Exercise input:
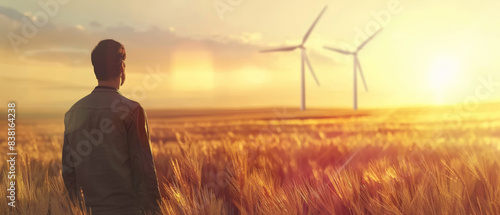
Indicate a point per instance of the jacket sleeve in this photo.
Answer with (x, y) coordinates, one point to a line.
(68, 170)
(142, 163)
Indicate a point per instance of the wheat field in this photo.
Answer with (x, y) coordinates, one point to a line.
(282, 161)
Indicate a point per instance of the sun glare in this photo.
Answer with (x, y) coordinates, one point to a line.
(444, 73)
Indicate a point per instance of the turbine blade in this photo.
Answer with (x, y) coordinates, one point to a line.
(368, 40)
(361, 72)
(337, 50)
(283, 49)
(313, 25)
(306, 59)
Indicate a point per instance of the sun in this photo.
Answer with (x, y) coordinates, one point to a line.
(443, 77)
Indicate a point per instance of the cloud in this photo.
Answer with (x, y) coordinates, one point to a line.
(12, 14)
(95, 24)
(71, 46)
(42, 83)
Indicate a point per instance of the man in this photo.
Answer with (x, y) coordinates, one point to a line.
(106, 156)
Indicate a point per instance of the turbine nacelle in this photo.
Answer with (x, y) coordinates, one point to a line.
(356, 64)
(304, 58)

Try it: Copy out exactly the lines from the one containing "Indicate a point per instance of the man" through the last line above, keeping both end lines.

Solution to this exercise:
Indicate a point per instance of the man in this photo.
Answer with (x, y) coordinates, one point to a line.
(106, 156)
Indicate a point per instance of the turbine nacelle in this photo.
Answer with (x, y) coordinates, one point to a line.
(356, 64)
(304, 58)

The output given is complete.